(What the task requires): Everything in the records must be copied exactly, apart from the pictures.
*** Data for this exercise Section Begins ***
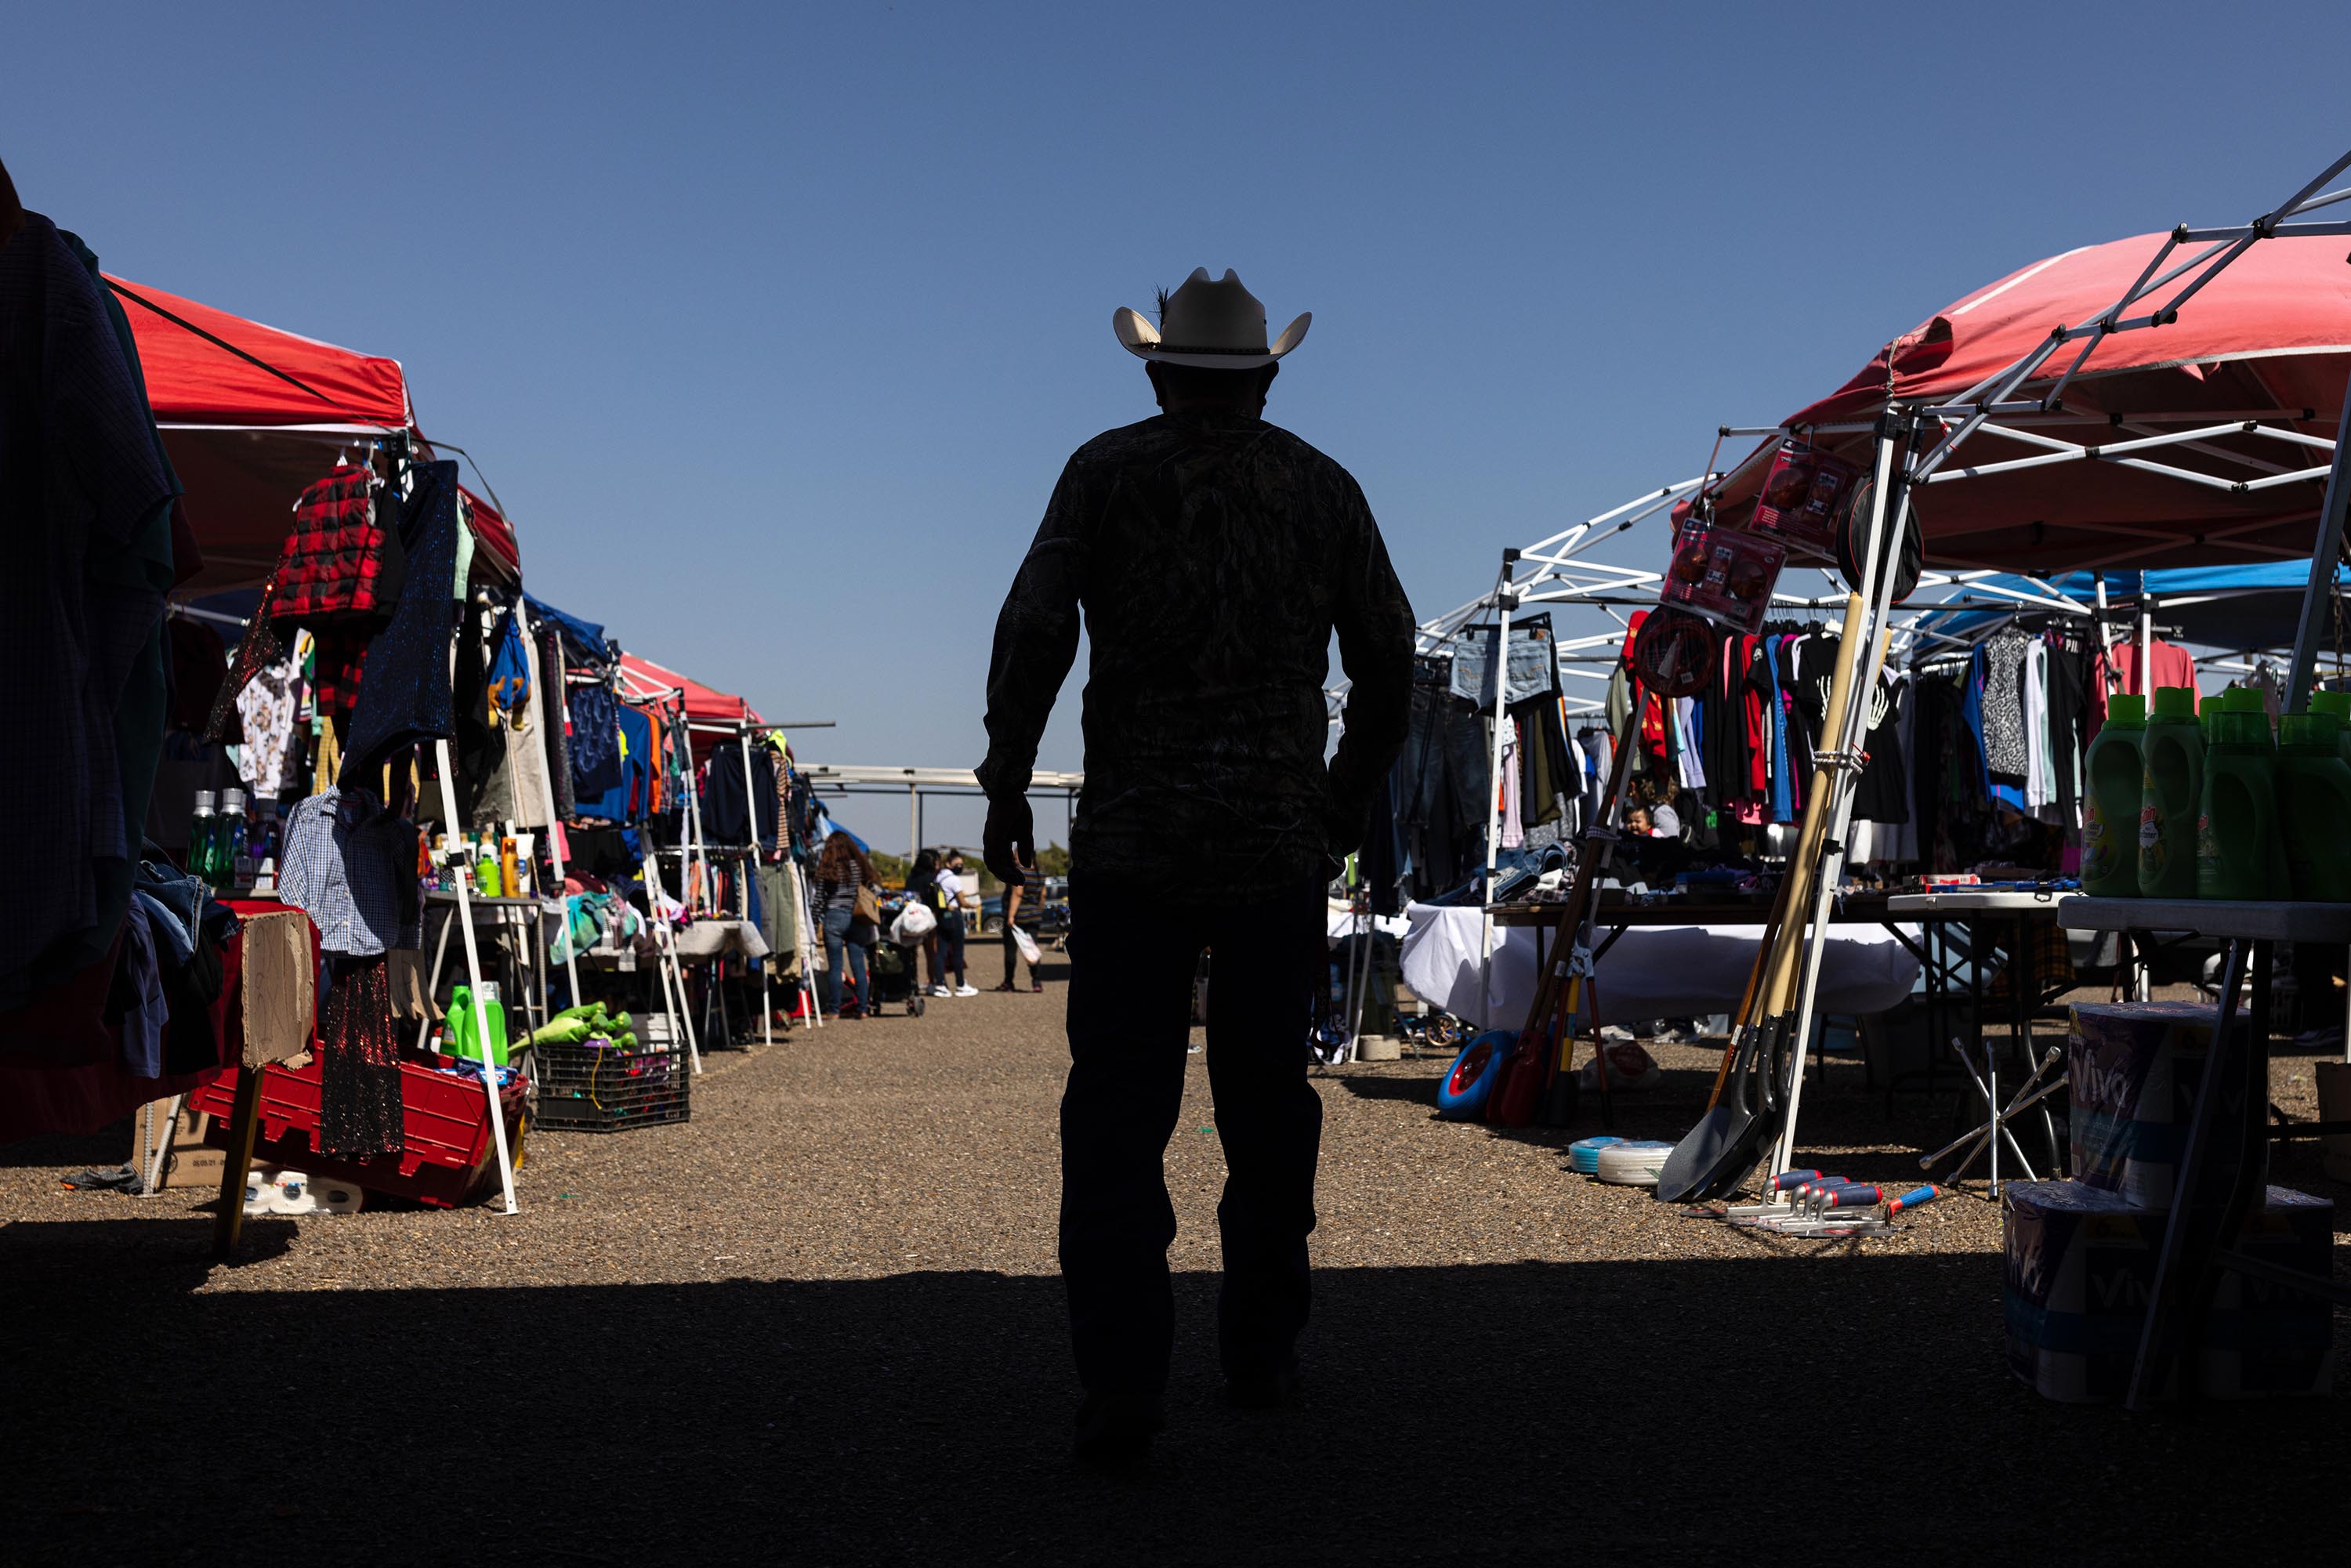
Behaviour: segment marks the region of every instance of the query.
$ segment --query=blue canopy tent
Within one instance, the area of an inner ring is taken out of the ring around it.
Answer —
[[[833,814],[824,809],[824,802],[821,800],[817,802],[816,814],[819,825],[822,829],[822,831],[817,834],[817,841],[819,843],[822,843],[834,833],[849,833],[849,841],[857,846],[859,853],[871,855],[873,852],[873,846],[867,843],[863,839],[859,838],[855,833],[850,832],[849,829],[843,827],[838,821],[836,821]]]
[[[2255,561],[2237,566],[2183,566],[2158,571],[2070,571],[2022,577],[1999,573],[1966,579],[1939,604],[1920,607],[1917,630],[1973,640],[2020,614],[2086,615],[2105,604],[2136,617],[2144,609],[2183,643],[2248,653],[2284,648],[2310,582],[2306,560]],[[2351,570],[2335,574],[2338,600],[2351,587]]]

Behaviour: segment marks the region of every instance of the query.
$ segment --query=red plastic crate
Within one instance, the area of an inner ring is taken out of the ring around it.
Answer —
[[[498,1179],[490,1142],[489,1107],[481,1081],[434,1072],[413,1062],[400,1064],[401,1131],[406,1147],[396,1155],[352,1159],[320,1154],[319,1060],[298,1069],[265,1067],[259,1125],[255,1129],[256,1165],[285,1166],[312,1176],[356,1183],[370,1192],[413,1198],[435,1208],[454,1208],[481,1196]],[[228,1146],[228,1120],[236,1103],[237,1070],[230,1069],[188,1098],[213,1118],[205,1141]],[[521,1074],[498,1093],[506,1113],[507,1143],[522,1163],[523,1105],[529,1082]]]

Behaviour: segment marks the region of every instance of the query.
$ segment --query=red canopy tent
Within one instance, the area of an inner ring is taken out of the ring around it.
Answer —
[[[640,702],[669,701],[682,706],[689,725],[758,725],[767,721],[759,710],[738,696],[733,696],[713,686],[705,686],[691,675],[681,674],[666,664],[656,664],[636,653],[621,655],[621,694]],[[694,753],[707,757],[717,743],[709,730],[693,731]]]
[[[2351,375],[2343,242],[2266,238],[2191,288],[2195,262],[2226,248],[2216,245],[2189,253],[2177,287],[2133,298],[2158,260],[2177,259],[2180,237],[2114,240],[2011,273],[1887,344],[1782,428],[1865,466],[1890,404],[1932,411],[1929,445],[1961,434],[1964,457],[1912,496],[1940,565],[2305,558]],[[2131,319],[2116,314],[2125,308]],[[2102,318],[2115,325],[2098,329]],[[1719,514],[1752,501],[1776,444],[1723,482]]]
[[[187,486],[188,522],[204,552],[189,591],[249,588],[268,576],[294,498],[356,442],[407,434],[430,455],[398,361],[143,283],[107,281],[130,318],[147,401]],[[504,575],[519,580],[514,529],[496,507],[475,500],[474,531]]]

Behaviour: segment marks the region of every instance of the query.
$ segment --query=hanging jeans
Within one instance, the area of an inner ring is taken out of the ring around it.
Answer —
[[[1259,903],[1169,909],[1156,883],[1072,878],[1086,912],[1071,938],[1070,1079],[1061,1096],[1061,1277],[1078,1378],[1089,1395],[1167,1385],[1176,1239],[1165,1156],[1184,1098],[1192,978],[1208,982],[1208,1087],[1224,1144],[1225,1374],[1280,1372],[1306,1325],[1306,1238],[1322,1102],[1306,1034],[1323,973],[1319,877]]]
[[[857,918],[854,909],[828,909],[824,912],[824,1010],[841,1011],[841,965],[845,956],[849,961],[849,977],[857,987],[857,1005],[867,1012],[873,1010],[871,987],[865,977],[865,949],[849,940],[849,923]]]

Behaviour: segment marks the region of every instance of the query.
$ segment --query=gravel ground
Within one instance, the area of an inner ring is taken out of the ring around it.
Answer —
*** Data for this exercise Section Ends ***
(Output for this task):
Behaviour: segment marks the region of every instance of the query.
$ segment --query=blue canopy tent
Within one instance, the area of an inner ring is taken out of the ring around it.
Answer —
[[[833,814],[824,809],[824,802],[821,800],[817,802],[816,814],[819,825],[822,829],[822,831],[817,834],[817,841],[819,843],[822,843],[834,833],[849,833],[849,841],[857,846],[859,853],[871,855],[873,852],[873,846],[867,843],[863,839],[859,838],[855,833],[850,832],[849,829],[843,827],[838,821],[836,821]]]
[[[2255,561],[2237,566],[2183,566],[2158,571],[2070,571],[2022,577],[1999,573],[1966,579],[1939,604],[1920,607],[1917,630],[1973,640],[2020,614],[2086,615],[2105,604],[2136,617],[2144,609],[2183,643],[2248,653],[2284,648],[2310,582],[2306,560]],[[2351,570],[2335,574],[2338,600],[2351,587]]]

Behaviour: segment marks the region of every instance of the query.
$ segment --query=red plastic crate
Within one instance, the area of an inner ring is taken out of the ring around it.
Answer —
[[[498,1179],[490,1142],[489,1107],[481,1081],[434,1072],[413,1062],[400,1064],[401,1131],[406,1147],[396,1155],[352,1159],[320,1154],[319,1060],[298,1069],[265,1067],[259,1125],[255,1129],[256,1165],[285,1166],[312,1176],[356,1183],[370,1192],[413,1198],[435,1208],[454,1208],[481,1196]],[[228,1146],[228,1120],[236,1103],[237,1070],[230,1069],[188,1098],[213,1118],[205,1141]],[[521,1074],[498,1093],[506,1113],[507,1143],[522,1163],[523,1105],[529,1082]]]

Behaviour: segment marks the region of every instance of the query.
$ segment --query=red canopy tent
Within one instance, the area of an inner ring is taken out of the ring around it.
Answer —
[[[640,702],[669,701],[682,706],[689,725],[758,725],[767,721],[759,710],[738,696],[733,696],[713,686],[705,686],[691,675],[681,674],[666,664],[656,664],[636,653],[621,655],[621,694]],[[694,753],[707,757],[717,743],[709,730],[693,731]]]
[[[2351,375],[2343,242],[2266,238],[2191,288],[2195,262],[2226,248],[2216,245],[2189,253],[2177,287],[2133,298],[2158,260],[2177,259],[2180,237],[2114,240],[2011,273],[1887,344],[1782,428],[1865,466],[1890,404],[1932,411],[1929,445],[1961,434],[1964,457],[1912,496],[1940,565],[2305,558]],[[2131,319],[2116,314],[2125,308]],[[2102,318],[2115,325],[2098,329]],[[1719,514],[1752,501],[1776,444],[1723,482]]]
[[[187,486],[188,522],[204,552],[189,591],[249,588],[268,576],[294,498],[356,442],[407,434],[430,455],[398,361],[143,283],[107,281],[130,318],[147,401]],[[504,575],[519,580],[514,529],[496,507],[475,500],[474,531]]]

Behaviour: segment marks the region of every instance of the query.
$ segment --query=hanging jeans
Within one instance, the area of an inner ring is taken out of the ring around it.
Answer —
[[[1259,903],[1169,909],[1156,883],[1072,878],[1086,912],[1071,938],[1070,1079],[1061,1096],[1061,1277],[1078,1378],[1089,1395],[1167,1385],[1176,1239],[1165,1156],[1184,1098],[1192,978],[1208,982],[1208,1087],[1224,1144],[1225,1374],[1280,1372],[1306,1325],[1306,1238],[1322,1102],[1306,1034],[1323,973],[1319,877]]]
[[[857,918],[854,909],[828,909],[824,912],[824,1010],[841,1011],[841,965],[845,956],[849,961],[849,977],[857,987],[857,1005],[867,1012],[873,1010],[871,987],[865,977],[865,949],[849,940],[849,923]]]

Behaviour: segment marks the region of every instance of the query.
$ segment --query=gravel ground
Within one instance, the area of an inner ring is taken out of the ring around it.
Answer —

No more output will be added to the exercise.